PROBLEM TO SOLVE
In the reflection on Noah's dove, could you copy out the passage from "Reading this story" up to and including "brought to account.", replacing "flood" with "deluge"?

EXTRACT PROVIDED
----------------------------------------
After forty days Noah opened a window he had made in the ark and sent out a raven, and it kept flying back and forth until the water had dried up from the earth. Then he sent out a dove to see if the water had receded from the surface of the ground. But the dove could find nowhere to perch because there was water over all the surface of the earth; so it returned to Noah in the ark. He reached out his hand and took the dove and brought it back to himself in the ark. He waited seven more days and again sent out the dove from the ark. When the dove returned to him in the evening, there in its beak was a freshly plucked olive leaf! Then Noah knew that the water had receded from the earth. He waited seven more days and sent the dove out again, but this time it did not return to him. Genesis 8:6-12
Noah stands on the deck of his ship, anxiously scanning the endless expanse of water: is there – oh please, Lord! - any land to be seen? It’s getting on for six months, this lock-down – a long time to be cooped up with just his wife, his three sons and three daughters-in-law, plus of course the inhabitants of his floating zoo. How long, O Lord!
He sends out a raven, but day after day it just reappears for want of a branch to rest on. He sends out a dove – will it be able to find somewhere? No: back it comes. Oh well, give it a week and try again. This time… oh dear, there it is in the distance heading back that evening. But - wait a minute! Has it got something in its beak?
It comes closer. Noah reaches out his hand to receive it and – yes! – an olive leaf, a fresh olive-leaf. A sign of hope. The waters, at last, are going down. Thank you, Lord!
He waits another week and sends the dove off again, and “this time it did not return to him”. It’s over! – at long last the end is in sight!
Reading this story again I couldn’t help but draw a parallel with our present pandemic situation. How wearisome! How exhausting and frustrating! Will it ever end?
All right, I’m probably being a bit over-imaginative. But if so, well, please bear with me.
Why did God send the flood? It’s spelt out pretty clearly in Genesis 6:5-7: “The Lord saw how great the wickedness of the human race had become on the face of the earth… the Lord regretted that he had made human beings on the earth, and his heart was deeply troubled. So the Lord said, ‘I will wipe from the face of the earth the human race that I have created…’”.
God seems to have had two things in mind: cleansing, for planet earth needed to be washed clean; and judgment, for human sin had to be brought to account.
Each day I pray, as very likely you do too, for this horrible virus to be overcome. And no doubt it will be – there will come a day when, so to speak, “the dove will not return”. And that will be wonderful.
But the question arises: Will we be any cleaner than we were? Will we be properly chastened and repentant?
Not physically cleaner, of course; but cleaner in terms of behaviour and habits of mind and thought. Will this pandemic have the effect of shaking us out of our complacency, our childish triviality, our selfishness and greed, our indifference to the needs of others, our rampant materialism, our downright immorality? Will our consciences and motivations be any cleaner? Jesus declared “blessed” those who are “pure in heart” (Matthew 5:8); will we be purer in heart than we were pre-lockdown?
----------------------------------------
EXTRACTED MATERIAL

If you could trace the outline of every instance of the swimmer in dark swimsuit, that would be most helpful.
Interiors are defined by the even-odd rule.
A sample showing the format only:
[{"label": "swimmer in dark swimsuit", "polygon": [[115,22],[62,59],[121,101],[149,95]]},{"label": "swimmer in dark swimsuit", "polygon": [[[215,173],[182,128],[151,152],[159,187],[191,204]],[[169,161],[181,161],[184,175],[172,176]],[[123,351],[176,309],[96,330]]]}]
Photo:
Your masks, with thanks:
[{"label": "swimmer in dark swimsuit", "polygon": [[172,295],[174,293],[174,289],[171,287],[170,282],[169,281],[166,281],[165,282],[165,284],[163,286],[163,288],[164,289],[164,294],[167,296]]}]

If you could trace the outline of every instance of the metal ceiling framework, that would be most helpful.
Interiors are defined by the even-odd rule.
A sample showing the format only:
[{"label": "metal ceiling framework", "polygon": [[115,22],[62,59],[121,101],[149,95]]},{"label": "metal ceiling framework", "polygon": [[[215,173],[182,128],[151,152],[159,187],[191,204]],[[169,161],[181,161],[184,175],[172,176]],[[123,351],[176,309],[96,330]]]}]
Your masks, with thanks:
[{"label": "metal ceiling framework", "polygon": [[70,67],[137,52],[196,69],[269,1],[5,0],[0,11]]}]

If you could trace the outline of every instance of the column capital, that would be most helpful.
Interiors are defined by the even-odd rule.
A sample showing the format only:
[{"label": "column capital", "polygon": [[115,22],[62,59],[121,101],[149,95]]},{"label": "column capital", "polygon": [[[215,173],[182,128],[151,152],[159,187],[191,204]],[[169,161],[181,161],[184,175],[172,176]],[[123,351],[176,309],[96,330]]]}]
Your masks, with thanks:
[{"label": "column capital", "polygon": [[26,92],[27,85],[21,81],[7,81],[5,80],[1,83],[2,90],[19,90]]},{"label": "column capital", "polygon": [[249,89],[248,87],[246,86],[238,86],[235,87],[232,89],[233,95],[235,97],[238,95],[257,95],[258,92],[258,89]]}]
----------------------------------------
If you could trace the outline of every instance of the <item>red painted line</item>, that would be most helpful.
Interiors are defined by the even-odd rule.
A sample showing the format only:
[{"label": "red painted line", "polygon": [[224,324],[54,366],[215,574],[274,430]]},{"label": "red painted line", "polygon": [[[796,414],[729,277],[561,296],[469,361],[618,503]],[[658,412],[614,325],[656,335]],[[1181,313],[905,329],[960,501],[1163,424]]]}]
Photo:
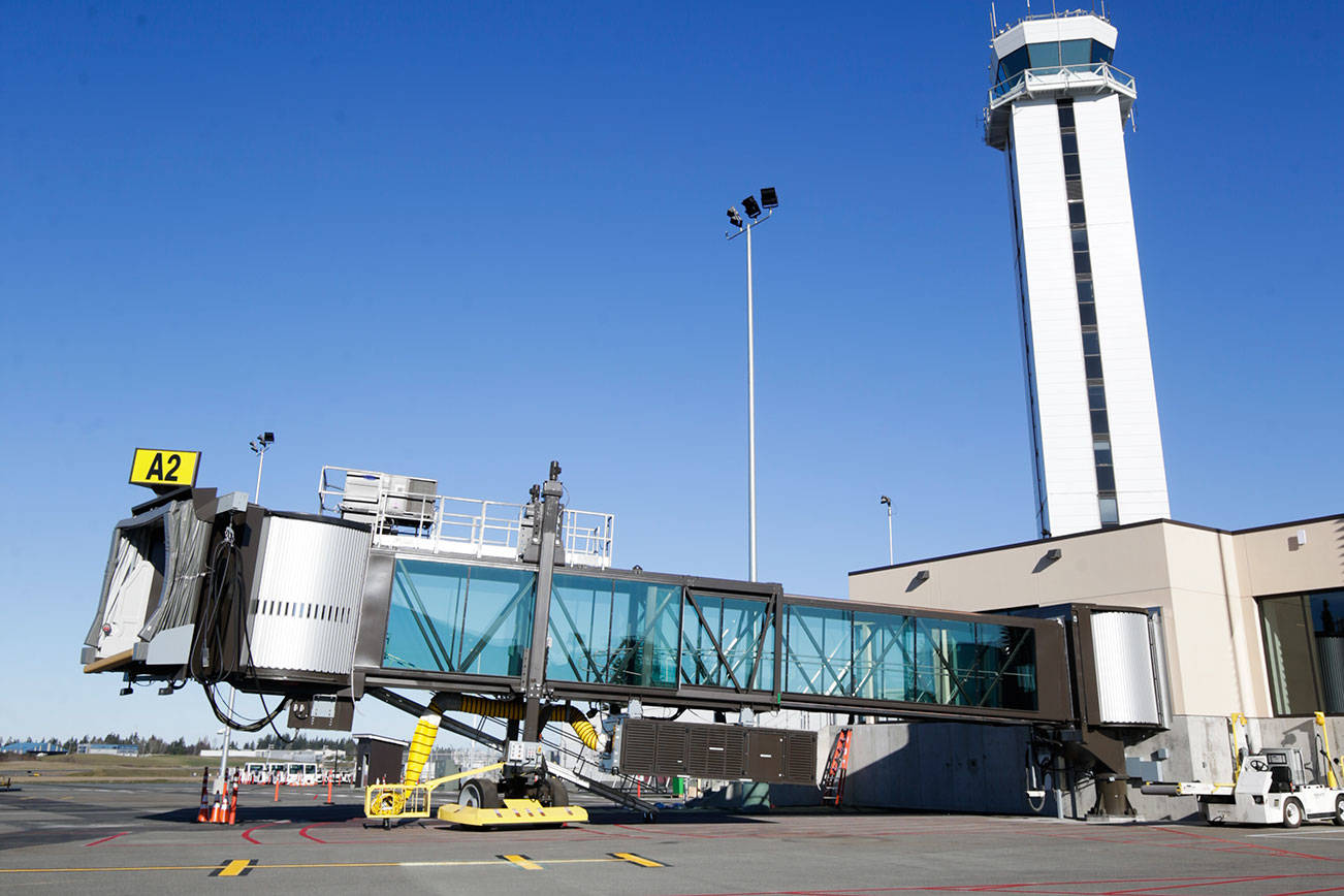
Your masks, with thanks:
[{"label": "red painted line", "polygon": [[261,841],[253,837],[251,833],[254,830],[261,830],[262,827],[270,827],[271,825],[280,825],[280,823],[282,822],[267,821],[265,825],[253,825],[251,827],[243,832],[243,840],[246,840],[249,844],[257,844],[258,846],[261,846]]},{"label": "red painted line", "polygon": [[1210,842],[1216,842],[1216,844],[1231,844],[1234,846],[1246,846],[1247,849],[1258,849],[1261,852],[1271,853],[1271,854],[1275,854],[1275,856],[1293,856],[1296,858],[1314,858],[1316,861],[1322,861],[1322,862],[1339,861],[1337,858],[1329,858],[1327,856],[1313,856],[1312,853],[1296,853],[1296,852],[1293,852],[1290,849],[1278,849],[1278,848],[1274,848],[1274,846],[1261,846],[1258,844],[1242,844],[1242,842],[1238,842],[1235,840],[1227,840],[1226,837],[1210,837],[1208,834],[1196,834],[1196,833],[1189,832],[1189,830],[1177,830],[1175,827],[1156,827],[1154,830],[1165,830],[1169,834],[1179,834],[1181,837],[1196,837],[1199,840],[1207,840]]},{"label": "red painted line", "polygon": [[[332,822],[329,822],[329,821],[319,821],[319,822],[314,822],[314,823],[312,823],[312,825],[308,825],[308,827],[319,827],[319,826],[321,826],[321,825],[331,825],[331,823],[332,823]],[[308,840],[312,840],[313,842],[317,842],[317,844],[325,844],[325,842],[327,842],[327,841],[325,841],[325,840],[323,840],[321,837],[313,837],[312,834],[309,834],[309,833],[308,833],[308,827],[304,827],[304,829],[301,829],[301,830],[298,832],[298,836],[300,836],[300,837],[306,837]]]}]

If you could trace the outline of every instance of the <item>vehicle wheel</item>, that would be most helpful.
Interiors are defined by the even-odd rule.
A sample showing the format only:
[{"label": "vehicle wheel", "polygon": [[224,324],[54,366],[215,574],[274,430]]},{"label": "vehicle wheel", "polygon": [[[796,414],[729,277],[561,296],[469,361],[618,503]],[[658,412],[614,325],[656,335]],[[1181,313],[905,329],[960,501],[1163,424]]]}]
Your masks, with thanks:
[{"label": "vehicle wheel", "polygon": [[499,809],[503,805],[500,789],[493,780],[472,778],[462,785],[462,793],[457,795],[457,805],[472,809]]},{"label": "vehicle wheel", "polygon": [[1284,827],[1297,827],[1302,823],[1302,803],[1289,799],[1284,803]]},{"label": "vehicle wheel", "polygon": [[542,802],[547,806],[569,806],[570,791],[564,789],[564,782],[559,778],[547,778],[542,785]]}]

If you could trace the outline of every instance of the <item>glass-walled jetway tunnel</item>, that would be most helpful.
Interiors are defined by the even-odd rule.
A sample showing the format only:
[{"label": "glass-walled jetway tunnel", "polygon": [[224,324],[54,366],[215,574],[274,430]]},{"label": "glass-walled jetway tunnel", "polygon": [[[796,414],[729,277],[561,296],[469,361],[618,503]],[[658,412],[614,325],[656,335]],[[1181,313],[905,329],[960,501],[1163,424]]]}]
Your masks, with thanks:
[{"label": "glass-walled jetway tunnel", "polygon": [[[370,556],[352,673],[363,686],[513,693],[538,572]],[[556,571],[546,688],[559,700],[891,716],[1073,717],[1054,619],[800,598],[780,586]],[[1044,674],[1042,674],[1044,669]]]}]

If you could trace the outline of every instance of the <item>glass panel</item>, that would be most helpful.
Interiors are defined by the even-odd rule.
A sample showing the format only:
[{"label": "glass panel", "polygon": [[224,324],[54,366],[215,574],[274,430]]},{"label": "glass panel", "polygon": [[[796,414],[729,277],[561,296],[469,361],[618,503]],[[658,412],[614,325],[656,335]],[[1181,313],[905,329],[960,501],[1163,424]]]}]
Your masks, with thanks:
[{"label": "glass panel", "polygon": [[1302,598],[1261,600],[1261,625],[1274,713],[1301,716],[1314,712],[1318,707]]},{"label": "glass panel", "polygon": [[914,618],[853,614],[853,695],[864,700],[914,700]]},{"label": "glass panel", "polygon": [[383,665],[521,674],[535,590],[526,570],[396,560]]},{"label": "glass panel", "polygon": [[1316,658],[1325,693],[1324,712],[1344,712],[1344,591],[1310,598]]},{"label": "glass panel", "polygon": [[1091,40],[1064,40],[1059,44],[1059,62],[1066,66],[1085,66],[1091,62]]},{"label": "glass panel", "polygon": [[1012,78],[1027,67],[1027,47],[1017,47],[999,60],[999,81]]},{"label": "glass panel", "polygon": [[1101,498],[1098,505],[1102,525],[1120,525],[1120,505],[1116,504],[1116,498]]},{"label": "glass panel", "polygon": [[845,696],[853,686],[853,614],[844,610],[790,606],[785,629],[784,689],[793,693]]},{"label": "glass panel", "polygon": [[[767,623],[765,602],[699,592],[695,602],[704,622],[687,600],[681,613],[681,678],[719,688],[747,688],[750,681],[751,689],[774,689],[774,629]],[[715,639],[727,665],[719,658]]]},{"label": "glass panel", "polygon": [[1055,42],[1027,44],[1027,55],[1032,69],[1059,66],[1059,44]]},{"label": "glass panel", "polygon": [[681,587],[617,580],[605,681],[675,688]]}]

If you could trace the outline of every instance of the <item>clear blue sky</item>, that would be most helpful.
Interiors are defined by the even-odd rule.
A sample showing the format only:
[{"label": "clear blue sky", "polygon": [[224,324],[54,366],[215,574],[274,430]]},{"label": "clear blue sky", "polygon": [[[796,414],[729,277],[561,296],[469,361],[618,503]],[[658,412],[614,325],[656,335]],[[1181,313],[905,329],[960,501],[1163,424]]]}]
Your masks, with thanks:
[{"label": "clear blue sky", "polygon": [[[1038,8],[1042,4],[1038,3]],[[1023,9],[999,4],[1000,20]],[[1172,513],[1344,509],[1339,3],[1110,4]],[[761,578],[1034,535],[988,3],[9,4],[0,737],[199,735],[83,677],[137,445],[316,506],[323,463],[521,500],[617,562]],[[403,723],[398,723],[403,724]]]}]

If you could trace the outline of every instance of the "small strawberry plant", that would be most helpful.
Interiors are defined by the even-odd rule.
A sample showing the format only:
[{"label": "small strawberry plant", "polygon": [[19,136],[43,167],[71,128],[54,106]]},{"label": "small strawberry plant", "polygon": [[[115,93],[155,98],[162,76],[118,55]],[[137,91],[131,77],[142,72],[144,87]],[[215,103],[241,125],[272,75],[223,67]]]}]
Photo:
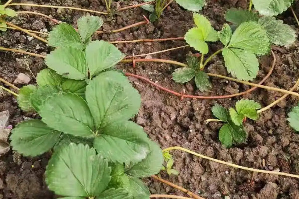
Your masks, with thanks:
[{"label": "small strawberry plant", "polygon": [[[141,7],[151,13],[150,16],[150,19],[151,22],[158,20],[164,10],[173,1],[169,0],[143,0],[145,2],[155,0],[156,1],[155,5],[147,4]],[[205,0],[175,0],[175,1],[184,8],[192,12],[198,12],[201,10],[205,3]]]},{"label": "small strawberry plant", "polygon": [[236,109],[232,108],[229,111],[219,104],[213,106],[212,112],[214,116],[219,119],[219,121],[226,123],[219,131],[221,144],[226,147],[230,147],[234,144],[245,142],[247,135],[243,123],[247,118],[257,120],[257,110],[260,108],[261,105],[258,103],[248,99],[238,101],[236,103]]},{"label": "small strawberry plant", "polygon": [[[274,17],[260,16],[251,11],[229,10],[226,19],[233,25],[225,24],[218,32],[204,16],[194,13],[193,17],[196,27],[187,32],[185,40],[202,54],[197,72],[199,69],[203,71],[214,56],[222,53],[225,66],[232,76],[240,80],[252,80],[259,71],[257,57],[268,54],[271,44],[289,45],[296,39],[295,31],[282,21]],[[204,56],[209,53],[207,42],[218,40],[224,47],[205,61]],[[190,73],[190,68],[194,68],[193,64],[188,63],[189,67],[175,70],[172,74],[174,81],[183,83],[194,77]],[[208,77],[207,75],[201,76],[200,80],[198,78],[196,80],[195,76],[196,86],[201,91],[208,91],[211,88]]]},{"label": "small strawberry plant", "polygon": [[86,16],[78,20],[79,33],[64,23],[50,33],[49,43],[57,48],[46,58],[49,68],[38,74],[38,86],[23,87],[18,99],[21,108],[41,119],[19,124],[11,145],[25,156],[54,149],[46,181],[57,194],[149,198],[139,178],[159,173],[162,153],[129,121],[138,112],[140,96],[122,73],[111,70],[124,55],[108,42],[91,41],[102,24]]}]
----------------------------------------
TASK ANSWER
Reading this story again I couldn’t help but draw a parallel with our present pandemic situation. How wearisome! How exhausting and frustrating! Will it ever end?
All right, I’m probably being a bit over-imaginative. But if so, well, please bear with me.
Why did God send the deluge? It’s spelt out pretty clearly in Genesis 6:5-7: “The Lord saw how great the wickedness of the human race had become on the face of the earth… the Lord regretted that he had made human beings on the earth, and his heart was deeply troubled. So the Lord said, ‘I will wipe from the face of the earth the human race that I have created…’”.
God seems to have had two things in mind: cleansing, for planet earth needed to be washed clean; and judgment, for human sin had to be brought to account.